╔══

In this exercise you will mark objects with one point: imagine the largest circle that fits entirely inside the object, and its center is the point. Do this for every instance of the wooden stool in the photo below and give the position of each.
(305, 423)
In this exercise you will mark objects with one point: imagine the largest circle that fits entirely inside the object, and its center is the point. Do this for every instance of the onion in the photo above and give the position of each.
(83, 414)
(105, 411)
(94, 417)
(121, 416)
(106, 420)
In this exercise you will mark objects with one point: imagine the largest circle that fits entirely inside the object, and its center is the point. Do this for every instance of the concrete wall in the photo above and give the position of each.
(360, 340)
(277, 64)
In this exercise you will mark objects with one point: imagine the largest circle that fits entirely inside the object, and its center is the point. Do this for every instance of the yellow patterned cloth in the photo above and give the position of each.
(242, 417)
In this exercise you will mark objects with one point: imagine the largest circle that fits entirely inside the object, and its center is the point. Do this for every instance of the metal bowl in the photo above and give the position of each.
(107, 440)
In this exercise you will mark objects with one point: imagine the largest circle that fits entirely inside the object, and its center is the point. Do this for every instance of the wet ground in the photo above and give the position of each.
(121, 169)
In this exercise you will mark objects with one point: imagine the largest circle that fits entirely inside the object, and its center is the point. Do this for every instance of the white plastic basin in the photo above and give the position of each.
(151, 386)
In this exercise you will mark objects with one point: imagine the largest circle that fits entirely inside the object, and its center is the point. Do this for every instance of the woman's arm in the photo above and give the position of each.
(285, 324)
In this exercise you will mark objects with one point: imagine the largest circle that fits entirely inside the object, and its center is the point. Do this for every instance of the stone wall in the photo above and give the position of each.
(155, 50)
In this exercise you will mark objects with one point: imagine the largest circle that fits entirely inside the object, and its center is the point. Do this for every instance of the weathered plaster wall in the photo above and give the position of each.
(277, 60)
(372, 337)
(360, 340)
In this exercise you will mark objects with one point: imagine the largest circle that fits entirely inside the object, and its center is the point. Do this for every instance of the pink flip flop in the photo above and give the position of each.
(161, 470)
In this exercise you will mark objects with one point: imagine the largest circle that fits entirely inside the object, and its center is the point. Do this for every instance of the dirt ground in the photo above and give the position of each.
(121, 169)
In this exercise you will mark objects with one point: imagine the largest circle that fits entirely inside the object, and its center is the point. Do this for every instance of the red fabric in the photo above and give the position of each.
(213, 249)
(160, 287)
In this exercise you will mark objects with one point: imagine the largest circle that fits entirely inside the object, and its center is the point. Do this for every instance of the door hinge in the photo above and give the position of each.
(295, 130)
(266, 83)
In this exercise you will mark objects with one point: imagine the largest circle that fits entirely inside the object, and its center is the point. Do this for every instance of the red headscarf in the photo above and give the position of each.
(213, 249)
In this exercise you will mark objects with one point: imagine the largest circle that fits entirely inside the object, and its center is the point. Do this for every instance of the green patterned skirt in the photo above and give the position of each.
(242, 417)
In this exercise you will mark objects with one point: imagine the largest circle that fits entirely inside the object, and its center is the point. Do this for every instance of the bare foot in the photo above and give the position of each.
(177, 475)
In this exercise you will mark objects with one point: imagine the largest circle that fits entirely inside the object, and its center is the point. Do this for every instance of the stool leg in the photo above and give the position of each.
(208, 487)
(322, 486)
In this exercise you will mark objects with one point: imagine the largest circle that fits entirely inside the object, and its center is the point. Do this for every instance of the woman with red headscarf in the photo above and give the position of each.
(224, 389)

╚══

Swap "largest circle" for "biggest circle" in the data from the line containing "of the stool" through the end of the data, and reproduce only those lines with nothing else changed.

REPLY TO THE TASK:
In this exercise you will mark objects with one point: imagine the biggest circle that fits entirely inside the object, and its center is the point. Do this for every instance of the stool leg in the photo above and give the position of each.
(208, 487)
(322, 486)
In this exercise you will mark objects with one point: imagine the biggest circle that fits entirely inside the object, and its center is the point. Do this for every instance of the woman with red headscarf in the photo above and give the position of each.
(224, 389)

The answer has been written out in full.